> **Document excerpt**:
- - - -

NNAT (Dont remember but was high!)
COGAT (127)
WISC: 133 (99th Percentile)
My son is in Mensa, literally has a Patent Pending for a new game invention he created, and was recommended by a PhD who was an expert on gifted children and written text books (tutors my son) who said he is exceptionally gifted. He is an athlete, a musician, and an amazing public speaker. Does the kid have to be a CEO?
Mensa’s bar is not that high for kids. Your son’s cogat wasn’t at the benchmark and I assume if the nnat was at least at the benchmark, you’d have remembered the score.
I have no idea what you mean when you say your son’s tutor Is an expert on gifted kids.
It sounds like you think your son’s file was screaming gifted. It sounds to me more like it screamed YOU think he’s gifted. Please understand, I have no idea if he’s gifted or not. I’m just addressing how the file presented (with one score definitely above what is believed to be the cut off - wisc). The Mensa admission is duplicative of the wisc score since admission seems to be based on that. The LOR seems more like a throwaway; just saying they LOR is from an “expert” in gifted kids means it was likely not considered heavily. You don’t mention the gbrs.

- - - -

> **Data extracts**:
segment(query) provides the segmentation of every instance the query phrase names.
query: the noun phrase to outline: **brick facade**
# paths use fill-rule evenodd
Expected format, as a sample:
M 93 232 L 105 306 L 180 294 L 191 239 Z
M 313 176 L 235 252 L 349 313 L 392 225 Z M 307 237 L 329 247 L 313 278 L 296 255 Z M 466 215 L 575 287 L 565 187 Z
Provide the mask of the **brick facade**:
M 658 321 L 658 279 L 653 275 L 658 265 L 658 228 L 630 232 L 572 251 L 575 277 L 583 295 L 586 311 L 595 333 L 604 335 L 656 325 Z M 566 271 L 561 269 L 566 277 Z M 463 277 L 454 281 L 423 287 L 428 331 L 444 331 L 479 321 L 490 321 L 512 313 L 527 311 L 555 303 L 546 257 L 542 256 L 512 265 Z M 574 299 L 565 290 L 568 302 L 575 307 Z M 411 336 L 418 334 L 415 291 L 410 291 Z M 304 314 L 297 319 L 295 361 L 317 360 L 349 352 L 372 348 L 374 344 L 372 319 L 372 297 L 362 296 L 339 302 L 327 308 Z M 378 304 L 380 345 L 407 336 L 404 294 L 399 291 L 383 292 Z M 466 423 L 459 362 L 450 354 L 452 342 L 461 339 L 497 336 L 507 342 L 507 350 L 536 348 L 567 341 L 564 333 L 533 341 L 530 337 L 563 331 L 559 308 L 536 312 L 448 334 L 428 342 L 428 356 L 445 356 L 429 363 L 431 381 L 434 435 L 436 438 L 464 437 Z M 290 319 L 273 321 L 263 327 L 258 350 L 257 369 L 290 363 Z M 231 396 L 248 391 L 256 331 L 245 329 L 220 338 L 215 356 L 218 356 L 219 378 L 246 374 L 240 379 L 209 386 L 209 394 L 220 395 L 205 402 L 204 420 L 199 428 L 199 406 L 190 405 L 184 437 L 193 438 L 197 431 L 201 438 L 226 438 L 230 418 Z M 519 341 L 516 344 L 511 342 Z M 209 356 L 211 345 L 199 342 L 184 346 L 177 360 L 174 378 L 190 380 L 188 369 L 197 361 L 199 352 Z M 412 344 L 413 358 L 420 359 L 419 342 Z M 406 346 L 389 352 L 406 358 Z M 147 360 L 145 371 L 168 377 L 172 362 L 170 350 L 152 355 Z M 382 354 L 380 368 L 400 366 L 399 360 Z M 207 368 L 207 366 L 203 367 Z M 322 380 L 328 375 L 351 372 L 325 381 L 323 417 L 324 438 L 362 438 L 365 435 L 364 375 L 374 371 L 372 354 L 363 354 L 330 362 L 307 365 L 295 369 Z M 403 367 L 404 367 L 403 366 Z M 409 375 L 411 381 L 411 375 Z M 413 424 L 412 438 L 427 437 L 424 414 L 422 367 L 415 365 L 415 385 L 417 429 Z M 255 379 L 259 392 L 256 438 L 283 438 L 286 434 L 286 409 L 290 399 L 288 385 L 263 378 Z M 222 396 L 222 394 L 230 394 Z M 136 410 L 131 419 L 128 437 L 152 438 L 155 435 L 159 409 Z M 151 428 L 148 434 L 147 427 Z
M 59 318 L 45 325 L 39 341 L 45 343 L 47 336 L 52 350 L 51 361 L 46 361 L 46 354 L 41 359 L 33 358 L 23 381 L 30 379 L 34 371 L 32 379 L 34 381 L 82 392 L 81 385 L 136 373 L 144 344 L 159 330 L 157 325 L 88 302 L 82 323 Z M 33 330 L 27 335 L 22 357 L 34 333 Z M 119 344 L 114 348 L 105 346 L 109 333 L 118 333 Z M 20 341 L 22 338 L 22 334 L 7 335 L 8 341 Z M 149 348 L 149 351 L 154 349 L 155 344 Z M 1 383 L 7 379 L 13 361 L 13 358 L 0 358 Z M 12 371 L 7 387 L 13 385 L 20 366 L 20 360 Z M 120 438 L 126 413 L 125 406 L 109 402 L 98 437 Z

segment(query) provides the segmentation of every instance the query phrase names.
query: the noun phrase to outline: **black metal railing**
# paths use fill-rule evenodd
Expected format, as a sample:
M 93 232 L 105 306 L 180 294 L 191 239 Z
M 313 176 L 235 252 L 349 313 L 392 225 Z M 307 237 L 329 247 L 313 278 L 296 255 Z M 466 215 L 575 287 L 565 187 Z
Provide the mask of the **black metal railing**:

- - - -

> **Required work**:
A – What WISC score is reported in the forum exchange about the gifted evaluation?
B – In the forum exchange, rewrite the passage beginning with "It sounds like" and ending after "mention the gbrs.", changing "file" to "application" throughout.
You won't need the listing for any of this.

> **Written responses**:
A – 133, in the 99th percentile.

B –
It sounds like you think your son’s application was screaming gifted. It sounds to me more like it screamed YOU think he’s gifted. Please understand, I have no idea if he’s gifted or not. I’m just addressing how the application presented (with one score definitely above what is believed to be the cut off - wisc). The Mensa admission is duplicative of the wisc score since admission seems to be based on that. The LOR seems more like a throwaway; just saying they LOR is from an “expert” in gifted kids means it was likely not considered heavily. You don’t mention the gbrs.